>>
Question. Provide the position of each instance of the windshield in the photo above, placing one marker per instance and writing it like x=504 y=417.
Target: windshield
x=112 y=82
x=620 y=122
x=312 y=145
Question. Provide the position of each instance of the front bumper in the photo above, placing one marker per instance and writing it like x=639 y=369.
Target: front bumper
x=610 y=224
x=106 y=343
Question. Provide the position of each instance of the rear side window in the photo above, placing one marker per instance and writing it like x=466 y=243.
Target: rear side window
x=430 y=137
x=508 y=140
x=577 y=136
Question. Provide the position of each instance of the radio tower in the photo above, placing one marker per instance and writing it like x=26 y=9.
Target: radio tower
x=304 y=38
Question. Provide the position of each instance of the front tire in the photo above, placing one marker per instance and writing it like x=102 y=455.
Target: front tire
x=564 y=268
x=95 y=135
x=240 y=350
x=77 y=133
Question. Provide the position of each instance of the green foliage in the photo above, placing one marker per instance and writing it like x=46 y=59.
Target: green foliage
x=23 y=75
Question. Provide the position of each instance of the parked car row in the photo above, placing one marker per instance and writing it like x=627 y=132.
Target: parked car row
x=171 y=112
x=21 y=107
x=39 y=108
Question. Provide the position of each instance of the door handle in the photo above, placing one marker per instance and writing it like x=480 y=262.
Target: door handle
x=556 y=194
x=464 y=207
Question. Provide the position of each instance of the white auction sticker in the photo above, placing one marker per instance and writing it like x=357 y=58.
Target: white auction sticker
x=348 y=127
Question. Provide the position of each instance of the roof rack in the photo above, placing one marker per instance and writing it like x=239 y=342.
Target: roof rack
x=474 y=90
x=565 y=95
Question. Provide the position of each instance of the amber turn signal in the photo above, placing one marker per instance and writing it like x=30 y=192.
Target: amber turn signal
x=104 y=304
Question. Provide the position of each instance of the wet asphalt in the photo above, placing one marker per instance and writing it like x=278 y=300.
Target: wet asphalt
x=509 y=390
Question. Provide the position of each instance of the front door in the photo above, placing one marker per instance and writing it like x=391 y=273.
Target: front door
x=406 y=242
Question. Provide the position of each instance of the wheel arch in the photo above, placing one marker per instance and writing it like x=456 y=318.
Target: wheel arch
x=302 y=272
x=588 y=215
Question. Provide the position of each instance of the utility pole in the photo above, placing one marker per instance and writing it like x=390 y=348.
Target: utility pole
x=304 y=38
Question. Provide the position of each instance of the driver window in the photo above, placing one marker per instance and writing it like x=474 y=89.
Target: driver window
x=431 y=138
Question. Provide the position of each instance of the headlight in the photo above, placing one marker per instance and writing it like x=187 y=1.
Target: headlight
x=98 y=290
<<
> **What the exercise asks**:
Rewrite all the records above, swapping "placing one marker per instance" for "putting one marker on each instance" and leaving every other word as it is.

> **Written response**:
Question. Provide the position of each instance of the windshield in the photo above, putting one marker on each instance and writing it like x=504 y=417.
Target: windshield
x=112 y=82
x=620 y=122
x=312 y=145
Question. Provide the position of each instance of the front bumper in the photo above, putting one marker on each instance and writing it like x=639 y=369.
Target: front bumper
x=610 y=224
x=106 y=343
Question. Provide the position of each instance of the rear side window in the photo above, putting one marker on each instance and writing it like x=466 y=243.
Target: rear side window
x=430 y=137
x=508 y=140
x=577 y=136
Question. Provide the position of each instance of the radio tower in the photo above, putting one marker on each instance and writing it like x=26 y=9.
Target: radio tower
x=304 y=38
Question. Provide the position of each instance of the front tire in the photo above, putting one marker on each instance and writing it like x=102 y=455.
Target: front tire
x=564 y=268
x=95 y=135
x=240 y=350
x=77 y=133
Question. Provide the position of each instance of the green foliage in the photo above, putting one marker on each instance and writing it like x=46 y=59.
Target: green foliage
x=23 y=75
Question. Provide the position of each instance of the parked car row in the photo above, putting one marker on each instance and writing it like x=627 y=132.
Target: parked car row
x=171 y=112
x=21 y=107
x=39 y=108
Question. Provide the position of each instance of the door handle in the photo above, putting one marker on each instance and writing it like x=480 y=262.
Target: door handle
x=556 y=194
x=464 y=207
Question. Provide the position of each instance of the white auction sticker in the photo above, putting one marker on each instance and writing it like x=357 y=58.
Target: white auction sticker
x=348 y=127
Question. Provide the position of each instance of the roof rack in the photo above, putting one marker on each instance and writing it like x=239 y=342.
Target: roof rack
x=474 y=90
x=565 y=95
Question. Provide the position of each instance of the amber turn signal in the photo above, putting one marker on each instance and writing it like x=30 y=192.
Target: amber turn signal
x=104 y=304
Question. Provide the position of each instance of the wet asphalt in the photo above, putting one marker on each instance and writing it like x=278 y=300.
Target: wet asphalt
x=509 y=390
Question. Provide the position of each instance of the front door in the photo above, putting one marker on each instance and writing it like x=391 y=273.
Target: front door
x=406 y=242
Question. Provide the position of each instance of the wheel arch in the photo above, putting one marker on each instance and writing it like x=456 y=318.
Target: wheel arch
x=302 y=272
x=588 y=215
Question. Provide the position of each instance of the utility pole in the photo above, putting one marker on each instance and writing it like x=390 y=348.
Target: utility pole
x=304 y=38
Question. Provide the position of each instance of the driver window in the photo above, putting one marker on each instance and writing it like x=474 y=89.
Target: driver window
x=431 y=138
Question. Provide the position of each instance of the headlight in the photo above, putting one marker on each instance and writing it like x=187 y=1.
Target: headlight
x=98 y=290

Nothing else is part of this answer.